Records:
-- begin --
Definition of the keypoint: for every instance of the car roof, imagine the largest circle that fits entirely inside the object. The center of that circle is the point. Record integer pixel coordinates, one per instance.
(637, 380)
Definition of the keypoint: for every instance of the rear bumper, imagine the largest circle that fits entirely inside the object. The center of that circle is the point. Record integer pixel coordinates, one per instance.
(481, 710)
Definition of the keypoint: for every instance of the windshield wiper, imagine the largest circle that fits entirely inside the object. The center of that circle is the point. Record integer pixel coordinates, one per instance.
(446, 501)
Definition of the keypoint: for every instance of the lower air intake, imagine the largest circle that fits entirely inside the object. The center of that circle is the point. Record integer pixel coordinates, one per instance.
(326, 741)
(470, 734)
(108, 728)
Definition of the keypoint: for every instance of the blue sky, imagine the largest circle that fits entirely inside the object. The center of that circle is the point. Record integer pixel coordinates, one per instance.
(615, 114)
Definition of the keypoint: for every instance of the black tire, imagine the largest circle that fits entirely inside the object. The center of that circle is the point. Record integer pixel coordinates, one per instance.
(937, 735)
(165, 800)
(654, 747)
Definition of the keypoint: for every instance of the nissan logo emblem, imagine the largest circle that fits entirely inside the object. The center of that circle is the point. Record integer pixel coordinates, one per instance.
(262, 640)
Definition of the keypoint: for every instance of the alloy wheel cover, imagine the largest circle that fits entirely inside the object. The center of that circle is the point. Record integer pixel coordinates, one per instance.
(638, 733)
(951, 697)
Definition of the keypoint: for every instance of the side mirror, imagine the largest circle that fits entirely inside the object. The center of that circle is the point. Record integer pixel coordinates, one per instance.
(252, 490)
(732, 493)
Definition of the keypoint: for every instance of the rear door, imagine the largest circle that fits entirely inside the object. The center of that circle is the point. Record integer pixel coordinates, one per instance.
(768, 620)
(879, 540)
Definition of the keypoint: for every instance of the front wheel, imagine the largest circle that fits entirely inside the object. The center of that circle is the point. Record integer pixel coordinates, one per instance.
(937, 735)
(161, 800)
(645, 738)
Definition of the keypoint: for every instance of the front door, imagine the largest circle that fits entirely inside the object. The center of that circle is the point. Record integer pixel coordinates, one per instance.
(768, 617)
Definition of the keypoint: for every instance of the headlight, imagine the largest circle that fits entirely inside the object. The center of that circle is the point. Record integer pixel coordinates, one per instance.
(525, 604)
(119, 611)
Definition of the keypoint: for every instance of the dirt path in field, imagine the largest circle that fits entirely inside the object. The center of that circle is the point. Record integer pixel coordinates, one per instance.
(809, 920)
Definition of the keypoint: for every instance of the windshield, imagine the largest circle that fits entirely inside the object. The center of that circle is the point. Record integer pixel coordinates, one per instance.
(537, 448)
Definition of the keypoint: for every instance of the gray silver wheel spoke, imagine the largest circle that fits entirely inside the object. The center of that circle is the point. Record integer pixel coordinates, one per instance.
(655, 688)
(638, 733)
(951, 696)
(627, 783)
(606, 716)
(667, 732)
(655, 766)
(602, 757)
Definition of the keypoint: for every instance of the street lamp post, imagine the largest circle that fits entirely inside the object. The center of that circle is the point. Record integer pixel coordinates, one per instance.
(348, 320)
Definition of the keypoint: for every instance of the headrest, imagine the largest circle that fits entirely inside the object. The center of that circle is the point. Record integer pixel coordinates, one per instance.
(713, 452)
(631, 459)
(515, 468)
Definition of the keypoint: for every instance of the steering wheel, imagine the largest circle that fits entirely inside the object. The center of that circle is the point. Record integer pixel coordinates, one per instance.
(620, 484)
-- end --
Task brief: The records above should be restated word for word, please.

Result:
Definition of the keypoint: for every instance of the car roof, imagine the largest circle that fits entirely inside the object. The center of that circle is the point. Record integer pixel coordinates, one per instance.
(637, 380)
Definition of the keypoint: for every instance of the rear bumper, imagine the largest circle that fits entirely inside the object. The center of that circle is the point. Record integer pixel coordinates, one per instance.
(481, 710)
Definition of the keypoint: for every instance of the windshield wiper, imagine the largest circle that fits entirely inside the object. The center of that circle is the point. Record integer pixel coordinates, one per instance.
(446, 501)
Definition of the keypoint: for every instance of the lower air intake, imagine the largest circle that fits entirely inside the object. The center of that circle is the point. Record integer pixel coordinates, one per instance.
(326, 741)
(470, 734)
(108, 728)
Definition of the keypoint: for every instance of the blue sky, imagine the largest circle that fits entirely inside the object. The center of that circle is the point. Record integer pixel coordinates, one per instance.
(615, 114)
Definition of the keypoint: for every instance of the black tire, imagine the largest circle that fits entirely inside the object. The center of that circle is the point. Record integer pixel coordinates, one per instance.
(937, 735)
(165, 800)
(654, 747)
Definition of the keypoint: for every instance of the nissan logo emblem, imagine the largest circle that fits entirely inside the object. The center of that circle is the point. Record integer pixel coordinates, one per instance.
(262, 640)
Definition of the keypoint: for every instance of the alloy wheel cover, imagine the largest circle that fits entirely inside the object. The center of that circle is the point. Record integer pixel coordinates, one per instance.
(638, 733)
(951, 697)
Definition of the keypoint: for every instance of the side mirror, imagine the largest circle that fits entirely inside the object. The center of that circle is the point. Record integer pixel coordinates, one per instance.
(252, 490)
(732, 493)
Definition of the keypoint: for every instance of the rear door, imagine the largest circle that fits entirely inside the object. The center of that circle is the point. Record integer pixel coordinates, one per instance.
(768, 620)
(879, 540)
Definition of the keypoint: for every instance of the front wheel, imagine the largest circle that fits entirely inside the object. The center of that circle is the point. Record integer pixel coordinates, one per instance.
(937, 735)
(161, 800)
(645, 738)
Definition of the keypoint: for every instance of the front door, imagine the largest circle that fits entirely inside the object. The center of that circle is the point. Record integer pixel coordinates, one per instance.
(768, 617)
Definition of the keypoint: for every instance of the headlight, imagine the largest circle that fits entirely inside the object. The center of that circle is the point. Record integer pixel coordinates, one per instance.
(525, 604)
(119, 611)
Definition of the keypoint: for every instance of the dirt path in field, imagine the largest circle that fits entirely inside the object. The center of that circle is the point. Record integer pixel coordinates, one per instance.
(809, 920)
Definition of the keypoint: for every instance of the windshield, imagine the largest circle that fits entirely inside the object. The center of that circle is the point. Record integer pixel coordinates, one per instance.
(537, 448)
Definition of the keypoint: for every instance of the gray silver wheel spoke, imagine the largest circle that fits entirely inside the object. The center of that circle is the point. Record integer pixel coordinates, one per instance.
(655, 688)
(638, 733)
(951, 696)
(627, 783)
(606, 716)
(667, 732)
(655, 766)
(602, 757)
Definition of the keypoint: for every instance of the street lamp post, imagine the largest circle that fits entirely inside the object. The center of that circle is the point. Record integer pixel coordinates, one per instance.
(348, 320)
Definition of the keypoint: for every instance of the headrest, imagine the largest circle that fits entirely inside the object. The center of that circle is the point. Record integer pixel coordinates, one per instance.
(713, 452)
(631, 459)
(515, 468)
Definition of the keypoint: for every instance of the steering wheel, imagine the largest circle that fits entirely inside the object. The center of that circle is the point. Record integer pixel coordinates, one per instance.
(620, 484)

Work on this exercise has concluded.